[[ MATERIAL SUPPLIED open ]]
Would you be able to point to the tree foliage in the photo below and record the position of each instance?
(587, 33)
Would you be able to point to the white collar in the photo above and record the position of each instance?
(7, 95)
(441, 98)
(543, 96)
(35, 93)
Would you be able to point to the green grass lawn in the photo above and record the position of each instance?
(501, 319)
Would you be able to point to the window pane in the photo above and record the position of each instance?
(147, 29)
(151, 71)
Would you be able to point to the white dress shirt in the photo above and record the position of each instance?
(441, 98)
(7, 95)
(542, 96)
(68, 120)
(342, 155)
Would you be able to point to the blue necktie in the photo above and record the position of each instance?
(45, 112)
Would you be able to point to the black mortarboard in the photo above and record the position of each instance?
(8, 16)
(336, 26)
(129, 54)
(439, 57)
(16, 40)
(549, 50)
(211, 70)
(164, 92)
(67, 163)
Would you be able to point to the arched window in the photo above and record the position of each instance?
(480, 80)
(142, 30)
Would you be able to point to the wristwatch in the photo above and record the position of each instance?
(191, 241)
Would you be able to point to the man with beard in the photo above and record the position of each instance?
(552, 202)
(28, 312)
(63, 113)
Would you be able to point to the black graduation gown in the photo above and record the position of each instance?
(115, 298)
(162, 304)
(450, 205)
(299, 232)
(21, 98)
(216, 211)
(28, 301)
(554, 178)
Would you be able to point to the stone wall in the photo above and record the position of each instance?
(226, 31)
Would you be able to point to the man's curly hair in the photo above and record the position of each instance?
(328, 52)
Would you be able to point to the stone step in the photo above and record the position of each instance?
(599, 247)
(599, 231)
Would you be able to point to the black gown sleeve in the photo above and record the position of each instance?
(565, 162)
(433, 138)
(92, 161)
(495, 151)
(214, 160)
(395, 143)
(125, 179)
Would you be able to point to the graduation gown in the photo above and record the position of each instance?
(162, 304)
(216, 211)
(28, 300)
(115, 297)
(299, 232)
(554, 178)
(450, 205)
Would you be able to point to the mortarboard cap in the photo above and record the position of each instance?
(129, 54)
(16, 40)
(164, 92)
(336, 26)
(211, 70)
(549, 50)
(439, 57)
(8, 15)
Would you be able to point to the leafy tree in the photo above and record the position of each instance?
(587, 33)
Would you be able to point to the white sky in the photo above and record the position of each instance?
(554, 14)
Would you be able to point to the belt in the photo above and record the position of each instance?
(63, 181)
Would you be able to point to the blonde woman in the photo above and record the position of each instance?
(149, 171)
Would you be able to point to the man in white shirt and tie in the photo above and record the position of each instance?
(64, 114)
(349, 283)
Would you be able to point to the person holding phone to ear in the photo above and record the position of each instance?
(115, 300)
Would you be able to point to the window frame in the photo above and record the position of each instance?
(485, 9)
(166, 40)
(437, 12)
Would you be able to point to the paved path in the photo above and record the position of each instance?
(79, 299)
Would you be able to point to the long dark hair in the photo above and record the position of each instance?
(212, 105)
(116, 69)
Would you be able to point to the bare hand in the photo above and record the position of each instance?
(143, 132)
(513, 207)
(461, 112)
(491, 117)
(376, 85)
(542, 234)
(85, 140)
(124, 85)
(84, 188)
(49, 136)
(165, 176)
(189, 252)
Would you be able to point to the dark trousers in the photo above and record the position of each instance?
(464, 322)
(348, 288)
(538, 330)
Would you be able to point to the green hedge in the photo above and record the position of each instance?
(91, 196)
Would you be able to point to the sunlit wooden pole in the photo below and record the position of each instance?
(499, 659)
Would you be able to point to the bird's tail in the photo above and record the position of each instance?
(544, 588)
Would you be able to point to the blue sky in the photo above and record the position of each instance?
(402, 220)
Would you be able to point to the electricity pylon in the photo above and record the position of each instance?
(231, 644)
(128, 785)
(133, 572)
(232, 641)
[[ MATERIAL SUPPLIED closed ]]
ABOUT THIS TASK: Output the records above, each one exactly, with none left out.

RESPONSE BOX:
Would you be able to point to the tree foliage in the photo below and record the position of each instance?
(587, 33)
Would you be able to point to the white collar in the photo above and record the position of each instance?
(7, 95)
(441, 98)
(543, 96)
(35, 93)
Would you be able to point to the green grass lawn in the photo above and record the position of each instance?
(501, 319)
Would you be able to point to the window pane in the photo above and record the position of each instance?
(147, 29)
(151, 71)
Would you be able to point to the white dress shirt in the photo above and record the position of each instance?
(441, 98)
(7, 95)
(542, 96)
(68, 120)
(342, 155)
Would you be able to point to the blue necktie in the photo above and record the position of each instance?
(45, 112)
Would you be able to point to the black mortarboard in the photo above and record the position of each instance?
(8, 16)
(336, 26)
(129, 54)
(439, 57)
(16, 40)
(549, 50)
(211, 70)
(164, 92)
(67, 163)
Would you be able to point to the arched window in the photo above and record the position of each instance?
(480, 80)
(142, 30)
Would you be able to point to the wristwatch in the photo above and record the position of each instance?
(191, 241)
Would you be able to point to the man with beard in the photo above and record the position of each instance?
(552, 202)
(28, 312)
(63, 113)
Would you be able to point to the black graduation gown in the photo above and record the position of each instance?
(115, 298)
(162, 304)
(450, 205)
(299, 232)
(21, 98)
(216, 211)
(28, 301)
(554, 178)
Would you be able to point to the stone wall in the photo above and record the position of each instance?
(226, 31)
Would you be able to point to the man's curly hair in the photo above and record the position of each instance?
(328, 52)
Would you be able to point to the stone step in the photo above and record the position of each instance?
(599, 247)
(599, 231)
Would you be able to point to the black gown sleeve in the photo above and record the position of each instance?
(565, 162)
(433, 138)
(92, 161)
(495, 151)
(214, 160)
(395, 143)
(125, 179)
Would you be able to point to the graduation gown in the photo above and record the position of each instance?
(162, 304)
(216, 211)
(28, 300)
(115, 297)
(299, 232)
(554, 178)
(450, 205)
Would you be able to point to the mortarboard cap in the photo above and record the position of each instance?
(129, 54)
(16, 40)
(164, 92)
(336, 26)
(211, 70)
(549, 50)
(439, 57)
(8, 15)
Would you be able to point to the leafy tree in the photo above and record the position of each instance?
(587, 33)
Would you be able to point to the white sky in the photo above and record the position of each instance?
(554, 14)
Would you be able to point to the belt in the photo above and record the position of each instance?
(63, 181)
Would you be able to point to the blonde woman in the photo above and record the position of each instance?
(149, 171)
Would you be able to point to the man in white shirt and tie in the photo above and record the position of each instance?
(64, 114)
(349, 283)
Would you be able to point to the person holding phone to ear in the photo above and record the position of each instance?
(115, 300)
Would you be able to point to the window frame in the photo above and record the position of each instance?
(485, 9)
(166, 40)
(437, 12)
Would you be able to point to the paved path in the photo above and record the position of each instance?
(79, 299)
Would you be able to point to the long dark hair in the photo above and record the position of each instance?
(212, 105)
(116, 69)
Would you be able to point to the bare hand in the photo above and record the position of each instance?
(143, 132)
(513, 207)
(461, 112)
(491, 117)
(376, 85)
(542, 234)
(85, 140)
(124, 85)
(84, 188)
(49, 136)
(165, 176)
(189, 252)
Would you be able to point to the dark trousers in the photo above and record the position of each instance?
(464, 322)
(348, 288)
(538, 330)
Would you be able to point to the green hedge in the photo above and record the position of each instance?
(91, 196)
Would you be able to point to the sunlit wooden pole in the photo below and record the position of each instance?
(499, 659)
Would you be able to point to the bird's tail in the photo above and record the position of each instance?
(544, 588)
Would you be able to point to the blue sky in the photo above and record the position of each instance?
(402, 220)
Would you be able to point to the electricity pylon in the photo above and record the position of each instance?
(231, 644)
(128, 785)
(133, 572)
(232, 641)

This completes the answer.